• _Task requirements_: Write out the whole listing exactly as it is written below.

----- Task inputs

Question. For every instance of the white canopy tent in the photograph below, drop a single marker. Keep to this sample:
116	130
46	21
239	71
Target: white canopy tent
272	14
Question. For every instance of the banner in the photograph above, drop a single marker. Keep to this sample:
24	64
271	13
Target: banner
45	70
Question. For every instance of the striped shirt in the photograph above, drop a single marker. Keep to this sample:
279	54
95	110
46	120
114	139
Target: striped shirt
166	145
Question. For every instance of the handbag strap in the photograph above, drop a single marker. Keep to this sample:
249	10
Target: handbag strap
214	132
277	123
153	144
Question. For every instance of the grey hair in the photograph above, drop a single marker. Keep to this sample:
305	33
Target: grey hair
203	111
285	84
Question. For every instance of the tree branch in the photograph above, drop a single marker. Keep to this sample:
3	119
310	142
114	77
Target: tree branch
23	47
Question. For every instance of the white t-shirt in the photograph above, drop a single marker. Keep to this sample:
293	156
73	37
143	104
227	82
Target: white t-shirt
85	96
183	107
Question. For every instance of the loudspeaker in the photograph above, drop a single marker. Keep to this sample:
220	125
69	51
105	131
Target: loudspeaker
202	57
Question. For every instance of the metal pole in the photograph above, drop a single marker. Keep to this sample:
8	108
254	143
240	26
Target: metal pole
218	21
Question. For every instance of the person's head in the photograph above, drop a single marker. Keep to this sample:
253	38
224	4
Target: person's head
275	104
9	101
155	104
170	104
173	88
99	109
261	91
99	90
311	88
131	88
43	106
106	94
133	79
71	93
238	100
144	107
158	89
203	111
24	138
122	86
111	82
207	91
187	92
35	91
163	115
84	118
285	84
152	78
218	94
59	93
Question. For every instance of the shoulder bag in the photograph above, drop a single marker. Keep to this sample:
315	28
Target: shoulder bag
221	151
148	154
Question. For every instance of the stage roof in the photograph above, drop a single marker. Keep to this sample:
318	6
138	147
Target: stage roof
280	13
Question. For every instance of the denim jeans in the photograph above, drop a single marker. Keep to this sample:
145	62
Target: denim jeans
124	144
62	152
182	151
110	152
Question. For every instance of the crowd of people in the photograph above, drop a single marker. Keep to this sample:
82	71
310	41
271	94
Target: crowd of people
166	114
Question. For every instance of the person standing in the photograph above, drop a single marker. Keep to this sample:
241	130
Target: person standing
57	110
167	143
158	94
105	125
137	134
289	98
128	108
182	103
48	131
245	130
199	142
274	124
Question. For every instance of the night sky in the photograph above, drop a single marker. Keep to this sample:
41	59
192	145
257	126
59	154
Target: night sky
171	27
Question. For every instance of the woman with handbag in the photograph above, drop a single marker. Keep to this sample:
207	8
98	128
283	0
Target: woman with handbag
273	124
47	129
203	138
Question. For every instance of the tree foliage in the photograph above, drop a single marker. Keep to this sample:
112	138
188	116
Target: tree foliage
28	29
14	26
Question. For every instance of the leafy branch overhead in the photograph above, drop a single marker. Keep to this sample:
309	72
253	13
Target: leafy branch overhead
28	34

----------

• _Answer section_:
Question. For every instance of the white canopy tent in the photograph below, drop a single marker. Keep to this sample:
116	130
46	21
239	71
Target: white canopy tent
272	14
Question. For every instance of the banner in the photograph above, drop a single marker. Keep to this sample:
24	64
271	13
Target: banner
45	70
Question. For every instance of the striped shirt in the photograph above, drop a single marker. Keep to this sample:
279	54
95	110
46	120
114	139
Target: striped shirt
166	145
Question. For every instance of the handbag strap in the photograph above, drop a single marker. Keep to this sample:
249	10
Target: handbag strap
214	132
277	123
153	144
Question. For every instance of the grey hair in the photograph above, drop a single marker. Keep to this sample:
305	33
Target: grey hair
203	111
285	84
Question. For every instance of the tree branch in the photograph above, drop a single marker. Keep to this sample:
3	119
310	142
114	77
Target: tree branch
23	47
Question. For every instance of the white t-shirt in the photograph above, drop a single marker. Keep to this sample:
293	156
73	37
143	104
227	82
Target: white t-shirt
85	96
183	107
Question. For every instance of the loudspeaker in the photograph above, drop a single marker. Keep to this sample:
220	125
69	51
105	131
Target: loudspeaker
202	57
Question. For every instance of the metal pole in the photograph above, drop a single marker. Keep to this sample:
8	108
254	143
240	26
Target: metal pole
218	21
Question. For every instance of the person's head in the photograph above, drop a single marker. Keep to this sample:
253	38
224	4
Target: person's head
275	104
9	101
155	104
170	104
173	88
99	109
261	91
99	90
311	88
131	88
43	106
106	94
133	79
71	93
238	100
144	107
158	89
203	111
24	138
122	86
111	82
207	91
187	92
35	91
163	115
84	118
285	84
152	78
218	94
59	93
Question. For every instance of the shoulder bag in the photograph above, drop a single marker. Keep to this sample:
315	28
Target: shoulder bag
221	151
148	154
Question. For every instance of the stage roof in the photograph above, drop a single marker. Keep to this sample:
318	6
138	147
Target: stage roof
280	13
Question. For every instance of the denim jeans in the photograph above, drop a single marker. Keep to this sample:
145	62
Target: denim jeans
124	144
62	152
182	151
110	152
Question. For every instance of the crowd of people in the photograph above, drop a single marker. Keep to this sample:
82	71
310	41
271	94
Target: crowd of people
166	114
Question. For every instance of the person standing in the photograph above, drop a single marker. Keep to this sample:
241	130
Target: person standing
57	110
167	143
158	94
105	125
137	134
289	98
128	108
182	103
48	131
245	130
199	142
274	124
Question. For every instance of the night sky in the photograph above, drop a single marker. Keep to this sample:
41	59
192	145
257	126
59	154
Target: night sky
171	27
Question. For every instance of the woman with handbag in the photograph above, drop a single marker. Keep to this sample:
207	8
98	128
283	0
Target: woman with handbag
273	124
47	129
203	138
Question. For every instance of the tree foliage in the photograph above, drop a single marker. Keep to this sample:
112	138
188	116
Target: tree foliage
28	29
14	26
Question. For every instance of the leafy branch overhead in the photograph above, drop a single marker. Keep to this sample:
309	72
253	13
Target: leafy branch overhead
28	34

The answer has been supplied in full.